** WRITTEN EXERCISE **
Copy every line from the one containing "Locate every instance of the brown" down to the end of the rows below, requests included, and add 47 to each pixel coordinate in the answers. Leave the pictures out.

** MATERIAL FOR THIS TASK **
— Start —
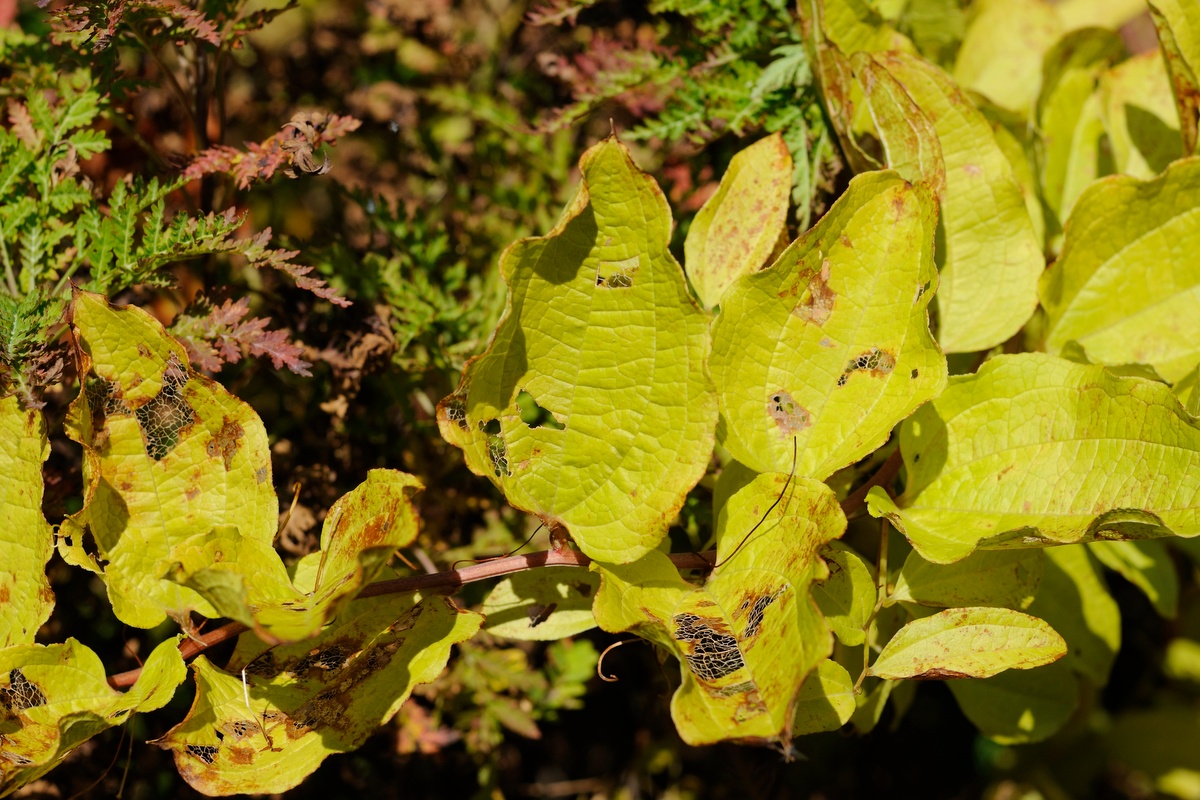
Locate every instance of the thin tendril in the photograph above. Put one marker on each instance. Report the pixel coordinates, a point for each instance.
(610, 679)
(759, 524)
(492, 558)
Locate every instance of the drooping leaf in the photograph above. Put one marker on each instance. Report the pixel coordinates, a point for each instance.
(829, 347)
(1075, 601)
(1006, 578)
(1002, 49)
(847, 596)
(541, 605)
(909, 137)
(27, 540)
(1179, 32)
(967, 643)
(1126, 287)
(1020, 705)
(313, 698)
(57, 697)
(1146, 565)
(991, 260)
(736, 230)
(1140, 116)
(1068, 114)
(168, 453)
(1033, 450)
(601, 332)
(748, 638)
(245, 579)
(826, 701)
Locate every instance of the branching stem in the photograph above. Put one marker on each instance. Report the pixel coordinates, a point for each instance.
(451, 581)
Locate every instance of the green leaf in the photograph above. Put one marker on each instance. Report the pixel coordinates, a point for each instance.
(1075, 601)
(831, 347)
(847, 596)
(1002, 49)
(27, 540)
(1033, 451)
(1069, 114)
(601, 331)
(991, 257)
(826, 699)
(57, 697)
(1140, 116)
(748, 638)
(1019, 707)
(736, 230)
(1005, 578)
(1179, 32)
(303, 702)
(168, 453)
(909, 137)
(541, 605)
(245, 579)
(1126, 287)
(1146, 565)
(967, 643)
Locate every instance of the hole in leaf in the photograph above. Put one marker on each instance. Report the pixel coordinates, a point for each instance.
(713, 655)
(534, 415)
(617, 275)
(789, 415)
(539, 613)
(207, 753)
(21, 693)
(498, 453)
(817, 301)
(876, 361)
(165, 417)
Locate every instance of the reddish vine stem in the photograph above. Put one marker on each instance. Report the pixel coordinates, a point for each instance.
(453, 579)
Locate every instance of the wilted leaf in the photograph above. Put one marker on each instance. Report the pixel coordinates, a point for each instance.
(1126, 287)
(541, 605)
(1068, 115)
(1033, 450)
(601, 332)
(1075, 601)
(1019, 707)
(829, 347)
(967, 643)
(847, 596)
(168, 453)
(1001, 53)
(1006, 578)
(27, 540)
(991, 259)
(1140, 116)
(1146, 565)
(313, 698)
(826, 701)
(1179, 32)
(245, 579)
(748, 638)
(57, 697)
(909, 137)
(736, 230)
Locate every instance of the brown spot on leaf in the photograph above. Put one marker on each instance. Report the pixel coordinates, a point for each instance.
(226, 443)
(817, 301)
(789, 415)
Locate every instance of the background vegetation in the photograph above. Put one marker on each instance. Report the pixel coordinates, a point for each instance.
(421, 137)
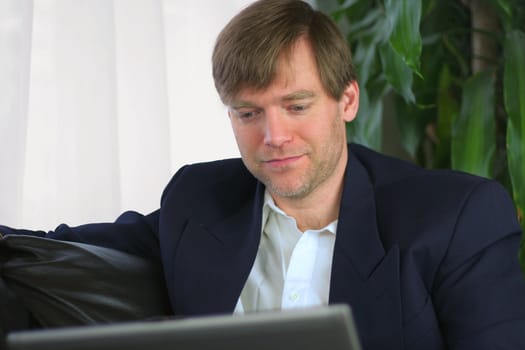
— End —
** THE OUTPUT **
Locate every instance of the brown spot on leaf in the photograph above. Put one marker on each instance. Report the pixel coordinates, a point for each instance.
(273, 490)
(864, 348)
(836, 462)
Locate every instance of the background vegetation in the photograph above. Put one marker on each instance. Report the pixel coordinates, a point for each instance.
(468, 184)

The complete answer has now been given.